_What to work on_
1) Reproduce the stretch of the udf_Split function from "While (Charindex(@SplitOn,@RowData)>0)" through "Data = ltrim(rtrim(@RowData))".
2) Answer these questions about the udf_Split function.
(a) What data type is declared for the @RowData parameter?
(b) What is the name and data type of the column declared as an identity column in the returned table?
(c) What value is @Cnt set to before the loop begins?

_Given passage_
CREATE FUNCTION [dbo].[udf_Split]
(
    @RowData nvarchar(2000),
    @SplitOn nvarchar(5)
)  
RETURNS @RtnValue table 
(
    Id int identity(1,1),
    Data nvarchar(100)
) 
AS  
BEGIN 
    Declare @Cnt int
    Set @Cnt = 1

    While (Charindex(@SplitOn,@RowData)>0)
    Begin
        Insert Into @RtnValue (data)
        Select 
            Data = ltrim(rtrim(Substring(@RowData,1,Charindex(@SplitOn,@RowData)-1)))

        Set @RowData = Substring(@RowData,Charindex(@SplitOn,@RowData)+1,len(@RowData))
        Set @Cnt = @Cnt + 1
    End

    Insert Into @RtnValue (data)
    Select Data = ltrim(rtrim(@RowData))

_Listed entries_
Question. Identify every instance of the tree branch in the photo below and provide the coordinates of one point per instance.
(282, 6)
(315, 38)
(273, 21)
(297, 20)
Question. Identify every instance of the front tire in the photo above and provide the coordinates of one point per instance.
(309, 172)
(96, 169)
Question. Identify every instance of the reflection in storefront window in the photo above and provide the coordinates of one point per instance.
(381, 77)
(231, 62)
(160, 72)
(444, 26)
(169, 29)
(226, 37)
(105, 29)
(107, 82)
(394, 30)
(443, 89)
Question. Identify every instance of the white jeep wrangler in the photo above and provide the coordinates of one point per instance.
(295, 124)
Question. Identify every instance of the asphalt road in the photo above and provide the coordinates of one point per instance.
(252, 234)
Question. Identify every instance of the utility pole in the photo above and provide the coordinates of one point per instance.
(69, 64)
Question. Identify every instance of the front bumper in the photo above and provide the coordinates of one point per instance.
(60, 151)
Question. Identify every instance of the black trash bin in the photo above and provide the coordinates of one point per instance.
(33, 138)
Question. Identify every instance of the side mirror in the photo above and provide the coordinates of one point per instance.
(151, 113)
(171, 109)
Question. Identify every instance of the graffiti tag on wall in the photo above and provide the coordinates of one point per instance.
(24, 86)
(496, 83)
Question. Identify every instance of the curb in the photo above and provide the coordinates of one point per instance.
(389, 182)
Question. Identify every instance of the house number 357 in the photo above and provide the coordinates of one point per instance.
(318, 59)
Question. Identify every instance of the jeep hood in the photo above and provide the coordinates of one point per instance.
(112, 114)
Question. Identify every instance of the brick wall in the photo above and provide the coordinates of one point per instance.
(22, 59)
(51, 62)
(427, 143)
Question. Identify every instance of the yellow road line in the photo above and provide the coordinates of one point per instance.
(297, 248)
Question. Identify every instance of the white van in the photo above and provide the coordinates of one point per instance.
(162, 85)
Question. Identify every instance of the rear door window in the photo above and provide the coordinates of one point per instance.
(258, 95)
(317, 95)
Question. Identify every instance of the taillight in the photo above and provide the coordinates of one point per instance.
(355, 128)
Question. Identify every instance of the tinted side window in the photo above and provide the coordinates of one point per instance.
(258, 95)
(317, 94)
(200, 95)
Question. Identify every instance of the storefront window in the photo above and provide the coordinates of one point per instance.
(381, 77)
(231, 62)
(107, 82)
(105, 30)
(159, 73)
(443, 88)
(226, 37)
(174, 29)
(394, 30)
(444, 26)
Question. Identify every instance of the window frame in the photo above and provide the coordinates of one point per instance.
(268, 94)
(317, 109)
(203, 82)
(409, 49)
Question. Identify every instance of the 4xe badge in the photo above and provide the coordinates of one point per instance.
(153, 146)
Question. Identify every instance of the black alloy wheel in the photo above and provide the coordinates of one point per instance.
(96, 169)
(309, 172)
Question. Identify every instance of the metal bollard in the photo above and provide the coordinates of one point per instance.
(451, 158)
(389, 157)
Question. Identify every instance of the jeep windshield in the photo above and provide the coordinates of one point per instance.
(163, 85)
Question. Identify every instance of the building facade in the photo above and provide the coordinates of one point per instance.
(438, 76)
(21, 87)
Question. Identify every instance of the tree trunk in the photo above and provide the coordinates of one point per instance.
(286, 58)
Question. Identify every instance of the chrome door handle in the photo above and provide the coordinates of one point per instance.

_Task-by-task outputs_
1)
While (Charindex(@SplitOn,@RowData)>0)
    Begin
        Insert Into @RtnValue (data)
        Select 
            Data = ltrim(rtrim(Substring(@RowData,1,Charindex(@SplitOn,@RowData)-1)))

        Set @RowData = Substring(@RowData,Charindex(@SplitOn,@RowData)+1,len(@RowData))
        Set @Cnt = @Cnt + 1
    End

    Insert Into @RtnValue (data)
    Select Data = ltrim(rtrim(@RowData))

2)
(a) nvarchar(2000)
(b) Id, int
(c) 1